> [Required actions]
(a) Answer these questions using the tutorial on lemmatization and stopwords:
(i) When "programming" is lemmatized with pos='v', what output does the tutorial show?
(ii) What does lemmatizer.lemmatize("better", 'a') return?
(iii) In the table of English stopwords, which category contains "and, or, but, nor"?
(b) Extend the tutorial on lemmatization and stopwords past its final sentence.

> [Page]
▶
No changes as all these words exist in the dictionary. Now we will add a "pos" attribute in the lemmatize method.

In [26]:
''' 
Pos Tagging
Noun- n
Verb- v
Adjective- a
Adverb- r
'''
# by default it's noun
for word in words:
    print(word, "→", lemmatizer.lemmatize(word, pos='v'))

eating → eat
eats → eat
eaten → eat
writing → write
writes → write
programming → program
programs → program
history → history
finally → finally
finalized → finalize


In [25]:
for word in words:
    print(word, "→", lemmatizer.lemmatize(word, pos='a'))

eating → eating
eats → eats
eaten → eaten
writing → writing
writes → writes
programming → programming
programs → programs
history → history
finally → finally
finalized → finalized


In [28]:
lemmatizer.lemmatize("goes", pos='v')

'go'

In [30]:
lemmatizer.lemmatize("fairly", pos='a'), lemmatizer.lemmatize("sportingly", pos = 'v')

('fairly', 'sportingly')

Advantage of Lemmatization over Stemming

In [31]:
snowball_stemmer.stem("better")

'better'

In [33]:
lemmatizer.lemmatize("better", 'a')

'good'

### **4. Stopwords**

Stopwords are **common words** in a language that are **filtered out** in Natural Language Processing (NLP) because they **do not carry much meaning**. These include words like *"the," "is," "and," "in," "of,"* etc.  

Since stopwords appear **frequently** in text but add little value to analysis, they are often **removed** to improve efficiency in NLP tasks like text classification, search engines, and machine learning models.

---

**Examples of Stopwords in English** 
 
| Category | Examples |
|----------|----------|
| Articles | the, a, an |
| Pronouns | he, she, it, they |
| Conjunctions | and, or, but, nor |
| Prepositions | in, on, at, with |
| Auxiliary Verbs | is, are, was, were, be |
| Other Common Words | this, that, those, these |

---

**Stopwords in NLTK**

NLTK provides a built-in list of stopwords for multiple languages.
◀
> [Data provided]
▶
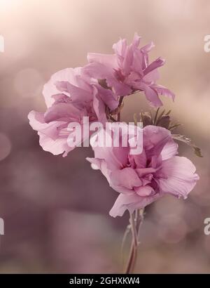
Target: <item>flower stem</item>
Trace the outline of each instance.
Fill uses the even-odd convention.
[[[130,222],[132,228],[132,240],[129,258],[125,270],[125,274],[132,273],[135,268],[137,260],[138,246],[139,244],[138,241],[138,235],[143,219],[144,209],[136,210],[134,213],[130,213]]]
◀
> [Answers to the exercises]
(a)
(i) program
(ii) 'good'
(iii) Conjunctions

(b)
In [49]:
paragraph = """I have three visions for India. In 3000 years of our history, people from all over 
               the world have come and invaded us, captured our lands, conquered our minds. 
               From Alexander onwards, the Greeks, the Turks, the Moguls, the Portuguese, the British,
               the French, the Dutch, all of them came and looted us, took over what was ours. 
               Yet we have not done this to any other nation. We have not conquered anyone. 
               We have not grabbed their land, their culture, 
               their history and tried to enforce our way of life on them. 
               Why? Because we respect the freedom of others.That is why my 
               first vision is that of freedom. I believe that India got its first vision of 
               this in 1857, when we started the War of Independence. It is this freedom that
               we must protect and nurture and build on. If we are not free, no one will respect us.
               My second vision for India’s development. For fifty years we have been a developing nation.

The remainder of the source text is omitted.